Copy every one of the entries below word for word.

-- DATA FOR THIS EXERCISE --
---*---
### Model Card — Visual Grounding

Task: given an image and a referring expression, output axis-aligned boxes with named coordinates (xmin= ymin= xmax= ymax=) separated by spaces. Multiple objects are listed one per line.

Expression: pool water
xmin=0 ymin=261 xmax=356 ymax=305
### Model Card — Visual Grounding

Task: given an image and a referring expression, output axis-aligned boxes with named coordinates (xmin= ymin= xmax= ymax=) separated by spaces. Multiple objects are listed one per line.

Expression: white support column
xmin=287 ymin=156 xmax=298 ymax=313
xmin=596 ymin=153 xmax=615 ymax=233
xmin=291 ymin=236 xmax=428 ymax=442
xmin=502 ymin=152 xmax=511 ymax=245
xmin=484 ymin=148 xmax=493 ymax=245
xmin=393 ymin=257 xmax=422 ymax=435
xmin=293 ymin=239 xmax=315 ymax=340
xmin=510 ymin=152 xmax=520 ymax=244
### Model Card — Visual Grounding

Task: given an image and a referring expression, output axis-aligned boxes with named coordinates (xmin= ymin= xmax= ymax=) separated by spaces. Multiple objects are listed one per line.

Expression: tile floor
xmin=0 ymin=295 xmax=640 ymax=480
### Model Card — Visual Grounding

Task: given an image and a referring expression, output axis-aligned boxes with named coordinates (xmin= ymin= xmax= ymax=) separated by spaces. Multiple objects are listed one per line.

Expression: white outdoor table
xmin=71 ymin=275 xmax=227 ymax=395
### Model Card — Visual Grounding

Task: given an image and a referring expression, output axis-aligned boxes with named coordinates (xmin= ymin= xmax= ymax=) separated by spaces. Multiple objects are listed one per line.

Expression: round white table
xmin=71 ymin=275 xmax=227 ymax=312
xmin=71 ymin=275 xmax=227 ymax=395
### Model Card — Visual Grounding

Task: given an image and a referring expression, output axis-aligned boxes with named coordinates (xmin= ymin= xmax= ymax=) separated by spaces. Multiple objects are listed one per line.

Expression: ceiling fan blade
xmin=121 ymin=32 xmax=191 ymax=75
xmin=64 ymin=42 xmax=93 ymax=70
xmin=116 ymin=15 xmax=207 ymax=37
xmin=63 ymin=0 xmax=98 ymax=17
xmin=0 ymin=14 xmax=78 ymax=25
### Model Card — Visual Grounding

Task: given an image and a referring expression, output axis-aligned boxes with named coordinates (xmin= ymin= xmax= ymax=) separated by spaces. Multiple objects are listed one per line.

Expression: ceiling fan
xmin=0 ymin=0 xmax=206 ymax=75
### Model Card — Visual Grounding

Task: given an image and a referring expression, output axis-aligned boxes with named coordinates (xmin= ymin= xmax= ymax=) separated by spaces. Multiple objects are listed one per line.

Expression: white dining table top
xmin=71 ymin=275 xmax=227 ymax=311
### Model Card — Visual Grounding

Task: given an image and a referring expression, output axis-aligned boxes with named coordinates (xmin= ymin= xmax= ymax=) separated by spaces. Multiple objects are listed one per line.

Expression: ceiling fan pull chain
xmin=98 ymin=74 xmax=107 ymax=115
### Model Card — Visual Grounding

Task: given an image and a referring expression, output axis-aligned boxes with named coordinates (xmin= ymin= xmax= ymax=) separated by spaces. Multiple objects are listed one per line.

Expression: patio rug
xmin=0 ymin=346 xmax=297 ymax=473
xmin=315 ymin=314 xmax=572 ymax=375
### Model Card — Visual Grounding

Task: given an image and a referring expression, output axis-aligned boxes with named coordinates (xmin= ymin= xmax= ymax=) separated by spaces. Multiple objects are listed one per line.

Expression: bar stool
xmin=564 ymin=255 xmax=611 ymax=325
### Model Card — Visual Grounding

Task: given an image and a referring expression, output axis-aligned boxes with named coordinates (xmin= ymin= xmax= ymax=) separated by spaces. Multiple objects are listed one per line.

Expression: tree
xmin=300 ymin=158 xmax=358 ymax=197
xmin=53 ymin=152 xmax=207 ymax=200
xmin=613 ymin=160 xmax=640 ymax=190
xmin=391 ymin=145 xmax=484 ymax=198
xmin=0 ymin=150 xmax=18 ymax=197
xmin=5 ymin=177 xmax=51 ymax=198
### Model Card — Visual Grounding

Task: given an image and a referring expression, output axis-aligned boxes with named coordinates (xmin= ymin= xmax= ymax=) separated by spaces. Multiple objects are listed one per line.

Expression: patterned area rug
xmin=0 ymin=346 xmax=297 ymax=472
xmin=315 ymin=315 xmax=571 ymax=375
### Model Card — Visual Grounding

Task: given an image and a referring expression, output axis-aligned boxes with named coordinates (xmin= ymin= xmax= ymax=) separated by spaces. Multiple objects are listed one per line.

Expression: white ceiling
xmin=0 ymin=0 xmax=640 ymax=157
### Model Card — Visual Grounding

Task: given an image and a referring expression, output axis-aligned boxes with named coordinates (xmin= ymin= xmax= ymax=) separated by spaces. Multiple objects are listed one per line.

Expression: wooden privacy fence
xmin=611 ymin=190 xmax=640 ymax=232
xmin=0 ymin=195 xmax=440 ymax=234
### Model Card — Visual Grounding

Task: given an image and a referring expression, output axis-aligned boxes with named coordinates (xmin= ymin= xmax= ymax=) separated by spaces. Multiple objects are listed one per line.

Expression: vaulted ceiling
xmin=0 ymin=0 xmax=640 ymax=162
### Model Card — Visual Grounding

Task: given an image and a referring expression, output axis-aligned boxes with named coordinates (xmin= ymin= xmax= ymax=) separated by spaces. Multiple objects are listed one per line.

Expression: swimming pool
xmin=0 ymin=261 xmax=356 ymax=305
---*---
-- TASK ANSWER --
### Model Card — Visual Grounding

Task: given an image and a referring expression, output axis-aligned boxes with named coordinates (xmin= ymin= xmax= ymax=) separated by spaces. Multiple objects are listed one per line.

Expression: pool water
xmin=0 ymin=261 xmax=356 ymax=305
### Model Card — Visual Grounding

Task: given an image and a referring expression, output axis-aligned boxes with named coordinates (xmin= ymin= xmax= ymax=) separated by spaces. Multiple objects are listed one per line.

Expression: white support column
xmin=287 ymin=156 xmax=298 ymax=313
xmin=596 ymin=153 xmax=615 ymax=233
xmin=291 ymin=236 xmax=428 ymax=442
xmin=502 ymin=152 xmax=511 ymax=245
xmin=484 ymin=148 xmax=493 ymax=245
xmin=393 ymin=257 xmax=422 ymax=435
xmin=293 ymin=239 xmax=315 ymax=340
xmin=510 ymin=152 xmax=520 ymax=244
### Model Card — Visual Grounding

Task: given an image and a referring expression, output axis-aligned boxes with named coordinates (xmin= ymin= xmax= ymax=) separated by spaces. Multiple objects are listed one per line.

Expression: tile floor
xmin=0 ymin=295 xmax=640 ymax=480
### Model Card — Visual Grounding

Task: given an image and a referring expression, output axis-aligned boxes with named coordinates (xmin= ymin= xmax= ymax=) separated by spaces. Multiple objects are listed one per line.

Expression: white outdoor table
xmin=71 ymin=275 xmax=227 ymax=395
### Model Card — Visual Grounding

Task: given an image and a referring expression, output axis-aligned boxes with named coordinates (xmin= ymin= xmax= ymax=) separated by spaces. Multiple objects are listed one per line.

Expression: round white table
xmin=71 ymin=275 xmax=227 ymax=312
xmin=71 ymin=275 xmax=227 ymax=395
### Model Card — Visual Grounding

Task: given an image and a referring expression, output axis-aligned boxes with named coordinates (xmin= ymin= xmax= ymax=) separated by spaces. Multiple objects are listed one per line.

Expression: ceiling fan blade
xmin=121 ymin=32 xmax=191 ymax=75
xmin=64 ymin=42 xmax=93 ymax=70
xmin=116 ymin=15 xmax=207 ymax=37
xmin=63 ymin=0 xmax=98 ymax=17
xmin=0 ymin=14 xmax=78 ymax=25
### Model Card — Visual Grounding

Task: given an image and a referring expression, output axis-aligned boxes with named coordinates (xmin= ymin= xmax= ymax=) separated by spaces. Multiple objects are listed one per line.

Expression: ceiling fan
xmin=0 ymin=0 xmax=206 ymax=75
### Model Card — Visual Grounding

Task: given an image and a referring expression, output axis-aligned boxes with named coordinates (xmin= ymin= xmax= ymax=) separated by spaces. Multiple objects are listed one per line.

Expression: white dining table top
xmin=71 ymin=275 xmax=227 ymax=311
### Model Card — Visual Grounding

Task: given an image and a referring expression, output axis-aligned boxes with named coordinates (xmin= ymin= xmax= ymax=) separated by spaces. Multiple objects are listed one per line.

Expression: ceiling fan pull chain
xmin=98 ymin=74 xmax=107 ymax=115
### Model Card — Visual Grounding

Task: given an image and a referring expression, output axis-aligned boxes with named coordinates (xmin= ymin= xmax= ymax=) separated by spaces. Multiple objects are listed one per line.

Expression: patio rug
xmin=0 ymin=346 xmax=297 ymax=473
xmin=315 ymin=314 xmax=572 ymax=375
### Model Card — Visual Grounding

Task: given an image and a referring expression, output axis-aligned boxes with named coordinates (xmin= ymin= xmax= ymax=) separated by spaces. Multiple objects are listed one per line.

Expression: bar stool
xmin=564 ymin=255 xmax=611 ymax=325
### Model Card — Visual Grounding

Task: given an image and a referring expression, output axis-aligned boxes with named coordinates (xmin= ymin= xmax= ymax=) separated by spaces. Multiple objects are listed one per line.

Expression: tree
xmin=300 ymin=158 xmax=358 ymax=197
xmin=53 ymin=152 xmax=207 ymax=200
xmin=613 ymin=160 xmax=640 ymax=190
xmin=391 ymin=145 xmax=484 ymax=198
xmin=0 ymin=150 xmax=18 ymax=197
xmin=5 ymin=177 xmax=51 ymax=198
### Model Card — Visual Grounding

Task: given an image and a referring expression, output axis-aligned boxes with named coordinates (xmin= ymin= xmax= ymax=) separated by spaces. Multiple objects are listed one per line.

Expression: patterned area rug
xmin=0 ymin=346 xmax=297 ymax=472
xmin=315 ymin=315 xmax=571 ymax=375
### Model Card — Visual Grounding

Task: given an image and a referring expression, output axis-aligned boxes with named coordinates (xmin= ymin= xmax= ymax=) separated by spaces. Multiple objects are listed one per line.

Expression: white ceiling
xmin=0 ymin=0 xmax=640 ymax=157
### Model Card — Visual Grounding

Task: given an image and a referring expression, output axis-aligned boxes with named coordinates (xmin= ymin= xmax= ymax=) separated by spaces. Multiple objects are listed one per line.

Expression: wooden privacy fence
xmin=611 ymin=190 xmax=640 ymax=232
xmin=0 ymin=195 xmax=440 ymax=234
### Model Card — Visual Grounding

Task: given an image and a referring expression, output axis-aligned boxes with named coordinates (xmin= ymin= xmax= ymax=) separated by spaces. Multiple objects are listed one per line.

Expression: vaulted ceiling
xmin=0 ymin=0 xmax=640 ymax=162
### Model Card — Visual Grounding

Task: given an image and a referring expression, output axis-aligned boxes with named coordinates (xmin= ymin= xmax= ymax=) separated by spaces. Multiple objects are listed one per line.

Expression: swimming pool
xmin=0 ymin=261 xmax=356 ymax=305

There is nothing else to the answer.